**PROVIDED TEXT**
● ● ● ● ● ● ●

Startups tend to be all consuming, so it's hard to say that another full-time
commitment like school could be an advantage. Unless you have a business that
is taking off like a rocket ship, I would wait til after graduation.

------
geckofire99
Hi Sam. Big fan of the yCombinator team, philosophy, and all the great work
you all do!

I'm working in a B2B startup as the sole founder where I'm developing software
to help agile software engineering companies capture and document their R&D
work for government R&D Tax Credit purposes.

I've been iterating through various prototypes using the MEAN stack attempting
to make the product that my B2B clients can't live without. I'm currently
focusing on Canadian companies (who claim SR&ED) and am constantly juggling
sales and engineering, which makes things go slower than ideal. I'm having a
little trouble finding a technical cofounder because this startup is so niche
and focused (for now) and the product is still in the experimental phase.

My question: I'm the sole founder and dream of having cofounders to help drive
this forward with me. So, right now I'm not sure if my primary focus should be
on building the cofounding team, or if I should remain completely focused on
proving this out on a smaller-scale by building a scrappy prototype that
proves this concept is viable before building the cofounding team?

------
ohyeahusername
What's your advise For a grad student at a top-level university who is working
on a cool scientific project in a great lab while having a few great startup
idea falling under your call for startup and he has a constant battle between
either continuing his research or putting a stop on it and submit application
for your next batch?

It might be helpful to know that I will submit application wither now or at
the end of my phd but that would be three years from now. On one side if I
wait I will have support of my supervisor and my committee members as advisors
who are big in their fields and probably catch your eyes, on the other side a
few years from now might be too late!

------
whatevorama
1-I am looking to apply to YC and the project fits 2 categories of among the
"Request for StartUps" categories [AI and Mass Media], Is this ok if the
product touches on these areas but is not defined by them specifically?

There is no exact category for product ( it detects forms of hate speech and
allows users to "talk back" through various specific tools, using "ai"/
linguistics & intelligence,and elements of gaming and interactive storytelling
on the interface.

2-Also, the "diversity" "Request for StartUps" category, does the YC mean the
founder is "diverse" or the product is aimed at a "diverse" market? I am
"diverse" but the product isn't particularly aimed at a "diverse" audience.

3-Also, (I think the answer is "no":) do you ever let founders take less money
(say 60k for 3.5% instead of 120k for 7%)?

4-if the company/person does not have $$ and is not incorporated yet, how long
does it take to get a minimum amount (just so you can deal with the expenses
of getting there and being there initially) from YC once you arrive in SV?

● ● ● ● ● ● ●

**INFORMATION SHOWN**
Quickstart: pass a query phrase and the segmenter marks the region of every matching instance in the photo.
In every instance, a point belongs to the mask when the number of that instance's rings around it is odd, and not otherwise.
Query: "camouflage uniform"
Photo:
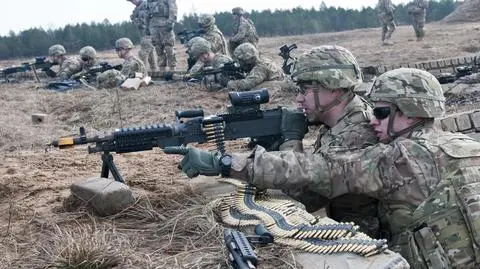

● ● ● ● ● ● ●

**REQUIRED WORK**
**a.** In the startup forum thread, which stack has the sole founder been using to build prototypes?
**b.** Extend the startup forum thread, beginning right after its final sentence.

**THE RESULTS**
**a.** The MEAN stack.

**b.**
5-Do you consider someone who is self-taught and built the prototype herself
but does not have a "real" CS background or has ever worked as an "engineer",
a "technical founder"?

Thanks!

------
taanayya
Hi Sam,we are a platform for moms to connect,facilitate and empower themselves
in their journey of motherhood.Unlike the software startups,we need a
infrastructural platform first and thats the biggest issue we r facing while
trying to generate the fund.Most people are appreciative of the idea ,but we
are not aware how do we provide the churn rates or the data asked for in most
incubators,we are in prelaunch stage and hav target customer support?

Also as PG always says if what you are making satisfies your target
customers,to keep working in the project without much paying heed to other
stuffs.We feel though we have the customer support we r lagging behind in
networking and being new in the valley its a big task in itself.No mails r
replied,people ask for money etc.How to be in touch with people who will be
helpful to guide in my project?

------
erinjerri1678
How to you determine pricing SaaS products for private/enterprise when you are
establishing the credibility of such a product in a particular area (research
and development in biotechnology is my focus) and validating a market (in the
public sector, my focus is on some academic research institutions) before
setting up pricing point for private/enterprise prices? What's the best
approach??

I know many enterprises being with a freemium model to test on a market, then
figure out the pricing for private/enterprise. I am starting off with a few
public academic research institutions, but have interest in private ones as
well and private companies right now so wanted to hear from best practices and
those who have tried, failed, or succeeded.

------
well_funded
Second-time founder who's raised a lot of VC money in the past (many
millions). I'm interested in building a new business that makes it to $5M-$10M
ARR and exits at $10M-$40M, not $100M/year or $1B.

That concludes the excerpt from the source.